• [Stated task]
Turn the listing below into a numbered list, one item per line, leaving out any blank lines.

[Records]
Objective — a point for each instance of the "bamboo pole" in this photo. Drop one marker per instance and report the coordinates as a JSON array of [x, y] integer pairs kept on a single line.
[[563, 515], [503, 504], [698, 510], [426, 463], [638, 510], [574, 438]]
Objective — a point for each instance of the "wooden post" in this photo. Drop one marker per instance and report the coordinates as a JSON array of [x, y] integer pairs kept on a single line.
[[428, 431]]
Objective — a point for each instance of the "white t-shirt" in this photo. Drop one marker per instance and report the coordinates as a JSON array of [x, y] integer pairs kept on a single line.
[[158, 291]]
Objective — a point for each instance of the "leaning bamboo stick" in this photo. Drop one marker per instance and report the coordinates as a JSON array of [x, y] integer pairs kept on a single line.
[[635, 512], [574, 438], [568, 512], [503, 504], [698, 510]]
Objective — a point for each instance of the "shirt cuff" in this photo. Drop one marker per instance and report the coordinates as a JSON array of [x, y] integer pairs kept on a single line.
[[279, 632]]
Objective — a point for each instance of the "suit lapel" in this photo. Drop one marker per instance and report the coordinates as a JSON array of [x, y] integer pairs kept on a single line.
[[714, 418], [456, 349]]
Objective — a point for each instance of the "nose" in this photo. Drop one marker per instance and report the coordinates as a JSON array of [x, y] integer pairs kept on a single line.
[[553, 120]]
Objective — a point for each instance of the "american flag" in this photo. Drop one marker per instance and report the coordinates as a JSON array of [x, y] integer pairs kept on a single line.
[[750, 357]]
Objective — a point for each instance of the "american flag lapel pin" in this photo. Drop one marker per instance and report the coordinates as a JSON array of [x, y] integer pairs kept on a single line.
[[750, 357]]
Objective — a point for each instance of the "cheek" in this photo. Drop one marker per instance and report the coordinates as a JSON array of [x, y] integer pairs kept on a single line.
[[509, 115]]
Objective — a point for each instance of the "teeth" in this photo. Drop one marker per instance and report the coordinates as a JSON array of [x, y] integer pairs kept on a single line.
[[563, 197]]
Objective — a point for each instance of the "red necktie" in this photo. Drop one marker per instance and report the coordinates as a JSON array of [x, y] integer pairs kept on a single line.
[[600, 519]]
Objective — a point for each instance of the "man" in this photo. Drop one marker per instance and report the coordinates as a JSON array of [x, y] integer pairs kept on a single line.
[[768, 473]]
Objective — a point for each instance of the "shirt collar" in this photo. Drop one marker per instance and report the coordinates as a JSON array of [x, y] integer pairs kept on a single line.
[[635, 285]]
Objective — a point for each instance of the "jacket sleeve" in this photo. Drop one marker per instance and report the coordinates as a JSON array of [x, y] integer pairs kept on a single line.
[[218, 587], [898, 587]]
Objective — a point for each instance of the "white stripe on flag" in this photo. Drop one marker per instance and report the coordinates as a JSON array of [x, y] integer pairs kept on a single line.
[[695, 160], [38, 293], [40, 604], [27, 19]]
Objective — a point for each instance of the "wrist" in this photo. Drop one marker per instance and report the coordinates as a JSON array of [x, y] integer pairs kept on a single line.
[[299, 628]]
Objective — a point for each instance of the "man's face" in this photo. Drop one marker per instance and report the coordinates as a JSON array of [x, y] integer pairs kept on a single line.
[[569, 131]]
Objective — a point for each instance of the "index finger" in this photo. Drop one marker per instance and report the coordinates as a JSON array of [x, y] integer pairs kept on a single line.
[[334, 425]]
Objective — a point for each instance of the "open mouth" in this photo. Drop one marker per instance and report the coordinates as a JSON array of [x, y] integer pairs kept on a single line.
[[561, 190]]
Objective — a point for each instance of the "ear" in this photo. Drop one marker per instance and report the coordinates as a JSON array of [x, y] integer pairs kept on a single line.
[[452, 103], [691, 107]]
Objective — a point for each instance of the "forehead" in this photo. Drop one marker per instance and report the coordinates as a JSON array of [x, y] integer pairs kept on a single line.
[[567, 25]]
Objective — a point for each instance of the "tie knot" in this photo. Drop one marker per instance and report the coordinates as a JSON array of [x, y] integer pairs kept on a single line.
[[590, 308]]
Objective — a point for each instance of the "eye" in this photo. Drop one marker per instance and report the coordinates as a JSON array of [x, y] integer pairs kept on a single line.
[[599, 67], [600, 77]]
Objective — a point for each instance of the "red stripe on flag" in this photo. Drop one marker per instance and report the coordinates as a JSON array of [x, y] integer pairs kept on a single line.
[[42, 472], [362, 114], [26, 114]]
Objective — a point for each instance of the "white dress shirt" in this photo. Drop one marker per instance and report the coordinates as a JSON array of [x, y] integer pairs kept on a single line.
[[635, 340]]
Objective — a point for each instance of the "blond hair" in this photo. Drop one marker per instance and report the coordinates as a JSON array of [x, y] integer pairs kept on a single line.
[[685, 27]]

• [Exercise answer]
1. Objective — a point for each instance of the "bamboo pole" in this photo. Drop one marker per instance and report the coordinates as a JSON array of [x, y] integer pairs kept on a single line.
2. [[563, 515], [503, 504], [698, 510], [426, 463], [638, 510], [574, 438]]
3. Objective — a point for each instance of the "wooden post" in this photo. Drop one marker per instance and report the coordinates as a JSON array of [x, y] integer pairs kept on a single line.
4. [[428, 431]]
5. Objective — a point for each instance of the "white t-shirt" in this photo. Drop one marker per instance and report the coordinates as a JSON array of [x, y] integer pairs kept on a single line.
6. [[158, 291]]
7. Objective — a point for each instance of the "leaning bamboo stick" in this photo. Drop one marker per instance and report the coordinates as a JSON array of [x, y] integer pairs kept on a single line.
8. [[635, 512], [574, 438], [568, 512], [503, 504], [698, 510]]
9. Objective — a point for each instance of the "shirt cuff" in this photo. Drop one marker per instance and report the coordinates as a JSON array of [x, y] integer pairs kept on a single line.
10. [[279, 632]]
11. Objective — a point for each instance of the "suit lapel" in this photo. Drop one marker per instance and report the coordinates as a JSON array of [x, y] integer pairs kept on a single line.
12. [[714, 418], [456, 349]]
13. Objective — a point for each instance of the "nose" in this photo. Drop one marker per instance and report the coordinates as a JSON array of [x, y] integer pairs kept on a single line.
14. [[553, 120]]
15. Objective — a point for each instance of the "american flag" in this photo. Drop one marker per instance and report the coordinates as a JSON array of [x, y] integer pairs kept on a single line.
16. [[750, 357]]
17. Objective — a point for each instance of the "american flag lapel pin" in this photo. Drop one marker per instance and report the coordinates as a JSON array of [x, y] integer pairs kept on a single line.
18. [[750, 357]]
19. Objective — a point for each instance of the "cheek" in this photo. Drop one marker per instance and report the coordinates as a JSON array of [x, y] integer pairs kept on a single line.
20. [[509, 115]]
21. Objective — a point for each instance of the "teeth" in this photo. Drop one marker per instance and report the coordinates as a JSON array of [x, y] integer pairs kept on a single line.
22. [[563, 197]]
23. Objective — a point for each instance of the "red necktie" in this photo. Drop one marker per instance and report the coordinates as a JSON array of [x, y] integer pairs kept on a single line.
24. [[600, 519]]
25. Objective — a point for each instance of the "man" in this photo. Drop one marker per instance and report the coordinates as a JSON array of [x, y] integer pairs kept on a single line.
26. [[768, 473]]
27. Objective — a point for each instance of the "shirt collar" in this photo. Drop one marker per instance and report the coordinates as a JSON array of [x, y] integer pairs kept on a single line.
28. [[635, 285]]
29. Objective — a point for each instance of the "jacket sleeve" in this photo. Drop one marker per instance and report the coordinates as a JSON array of [x, y] integer pairs kept on a single line.
30. [[218, 587], [898, 587]]
31. Objective — a point for each instance of the "white stripe on flag" in this photo. Drop one marker per instance and report the coordinates as a JSON array of [x, y] integer pairs kept on a single line.
32. [[695, 160], [38, 293], [40, 604], [27, 19]]
33. Objective — a point for each instance of the "wrist" in this photo. Drop one marker per instance and report the coordinates as a JSON array of [x, y] integer pairs kept on a single line.
34. [[299, 628]]
35. Objective — a point for each instance of the "man's face" in this photo. Drop one marker per instance and report the coordinates as a JSON array of [x, y] integer pairs kept on a single line.
36. [[569, 131]]
37. Objective — a point for each instance of the "index finger" in this photo. Drop one marker per instance and report the coordinates as a JSON array of [x, y] integer pairs kept on a single line.
38. [[334, 425]]
39. Objective — a point for each instance of the "open mouth" in this photo. Drop one marker per instance and report the coordinates as a JSON array of [x, y] integer pairs kept on a single line.
40. [[561, 190]]
41. Objective — a point for each instance of the "ear" in this photo. Drop one marker per instance and report the coordinates as a JSON array of [x, y] integer pairs kept on a single line.
42. [[452, 103], [691, 107]]
43. Objective — a point for each instance of the "forehead" in this photo. Drop one marker per instance and report the coordinates as a JSON array of [x, y] integer pairs kept on a single line.
44. [[567, 25]]
45. Objective — a point for each instance of the "tie knot" in this photo. Drop one marker per instance and report the coordinates as a JSON array of [x, y] integer pairs kept on a single line.
46. [[590, 308]]
47. Objective — a point for each instance of the "eye" in this photo. Drop one marker per instance and report the coordinates as a JSON array of [x, y] integer pairs kept on a single line.
48. [[599, 67], [600, 77]]
49. Objective — a point for each instance of the "red stripe on flag" in this photo. Drop one marker per instance and report the coordinates as a JSON array of [x, y] integer pairs kept on a single line.
50. [[42, 472], [362, 114], [26, 114]]
51. Objective — a point for each instance of the "white dress shirt" in this photo. Drop one marker per instance and report the coordinates as a JSON array of [x, y] integer pairs kept on a single line.
52. [[635, 340]]
53. Objective — a point for each instance of the "blond hair" in this photo. Drop one marker per instance and report the coordinates as a JSON array of [x, y] integer pairs kept on a single line.
54. [[685, 27]]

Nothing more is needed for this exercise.